Source document:
Mexico and Vietnam benefit from the «China plus one» model, in which China-dependent companies add a non-Chinese supplier.
According to Morgan Stanley Institutional Fund, stock selection and an overweight allocation to Mexico contributed in 2022 to relative performance, led by the allocation to one of the country’s largest banks.
From this fund’s perspective, Mexico has emerged from the pandemic in a better macroeconomic position than it was going in, with strong growth in both real and nominal terms.
Going forward, it added, the country’s economy should continue to benefit from trade and economic ties with its main trading partner, the United States.
The fund noted that the administration of President Andrés Manuel López Obrador has demonstrated fiscal rectitude, even as the state has increased its role in the oil and electricity sectors.
Many companies are reviewing their supply chain management practices to promote greater resilience, even at greater cost.
For some companies, this may include diversifying suppliers by country and increasing «near offshoring,» locating production closer to domestic markets.
So far, Mexico’s economy has maintained its positive momentum. Preliminary GDP registered annual growth of 3.3% during the third quarter of 2023, accumulating eight consecutive quarters of growth.
Last February, J.P. Morgan reported that «…Mexico’s case is particularly important for the U.S. given its geographic advantage; low labor costs; and the existence of a 30-year North American trade agreement. In fact, low costs and logistical advantages are the two pillars of nearshoring.»
China plus one
Another case in point is Vietnam. Its structural macro history is compelling: Vietnam remains a high-growth country driven by external sources such as exports and manufacturing, and its strong human and financial capital allow it to be one of the few countries that continues to globalize in a de-globalizing world.
Morgan Stanley Institutional Fund highlights the rise of a growing consumer class. By 2030, the middle class is expected to gain approximately 37 million new consumers.
However, Vietnam is currently facing short-term cyclical challenges. These arise from tightening macroeconomic and financial conditions. Additionally, the country is impacted by its global trade links, its economic ties to the United States, and the recent credit boom.

Saved entries
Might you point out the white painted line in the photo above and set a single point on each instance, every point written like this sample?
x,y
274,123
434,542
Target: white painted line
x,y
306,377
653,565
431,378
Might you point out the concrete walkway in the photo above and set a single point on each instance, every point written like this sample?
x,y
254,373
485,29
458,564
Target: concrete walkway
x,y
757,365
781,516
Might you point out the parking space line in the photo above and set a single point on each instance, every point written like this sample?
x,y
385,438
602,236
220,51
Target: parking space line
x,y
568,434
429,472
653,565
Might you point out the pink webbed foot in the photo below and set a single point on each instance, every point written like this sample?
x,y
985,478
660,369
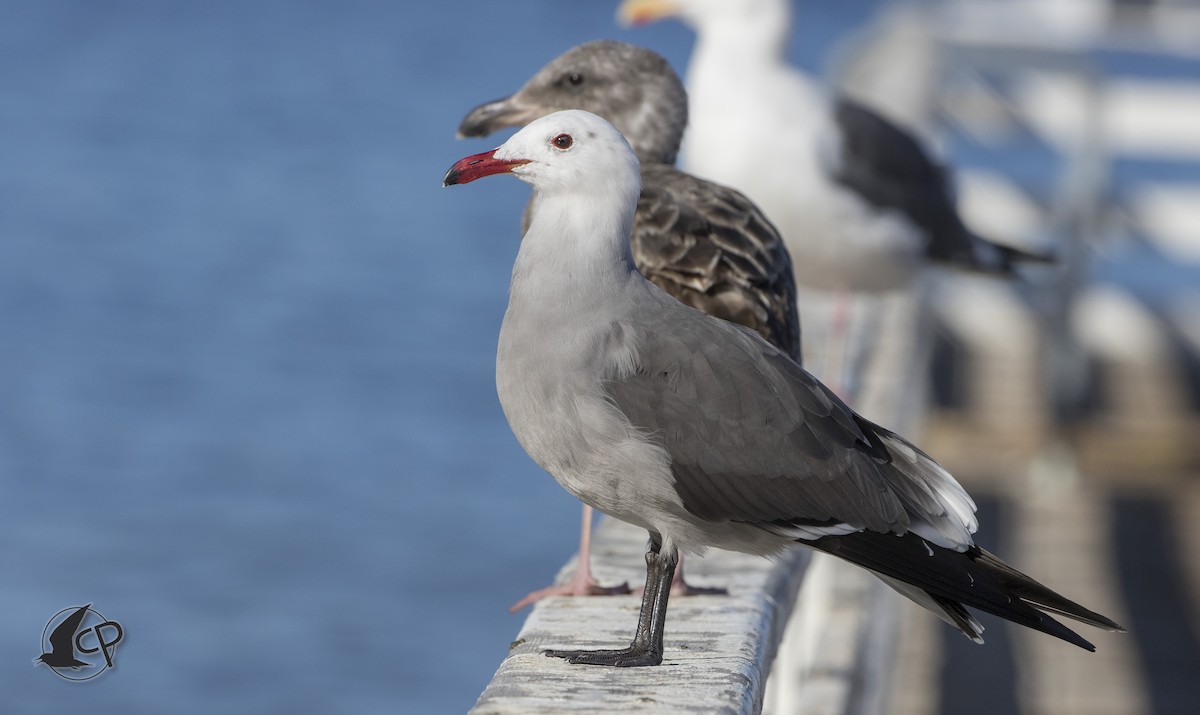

What you will do:
• 1. Reproduce the passage of the article on Mexico and Vietnam that runs between "Mexico and Vietnam" and "and nominal terms.", inclusive.
• 2. Please write the next part of the article on Mexico and Vietnam, continuing from its final sentence.

Answers for this exercise:
• 1.
Mexico and Vietnam benefit from the «China plus one» model, in which China-dependent companies add a non-Chinese supplier.
According to Morgan Stanley Institutional Fund, stock selection and an overweight allocation to Mexico contributed in 2022 to relative performance, led by the allocation to one of the country’s largest banks.
From this fund’s perspective, Mexico has emerged from the pandemic in a better macroeconomic position than it was going in, with strong growth in both real and nominal terms.

• 2.
Despite these challenges, Vietnam is well-positioned to benefit from significant opportunities. The reopening of China and the offshoring trend driven by the China-plus-one manufacturing strategy are key drivers of potential growth.
Furthermore, the country has a young and tech-savvy population. Its expanding middle class is fostering a new generation of consumers. This dynamic is expected to fuel the growth of Vietnam’s NextGen economy.
Asia
Some investors underestimate China’s hard-to-replicate manufacturing position.
Supply chain changes are coming, but they will be gradual.
Vietnam is well positioned to benefit in the long term from supply chain changes thanks to its young, educated workforce and its economy, which has been primed for semiconductor and apparel manufacturing.
India, Indonesia and Malaysia have benefited to a lesser extent.
India is increasing its domestic manufacturing through its product-linked incentive scheme, which offers incentives for incremental sales of domestically manufactured goods.
The crackdown on leverage among real estate developers has exacerbated China’s real estate crisis.
The problem is somewhat larger than reports suggest and there continues to be concern about leverage in the broader economy.
Given that government stimulus is relatively moderate, it will take time to stabilize the housing market, even after the changes announced at the recent Chinese Communist Party Congress.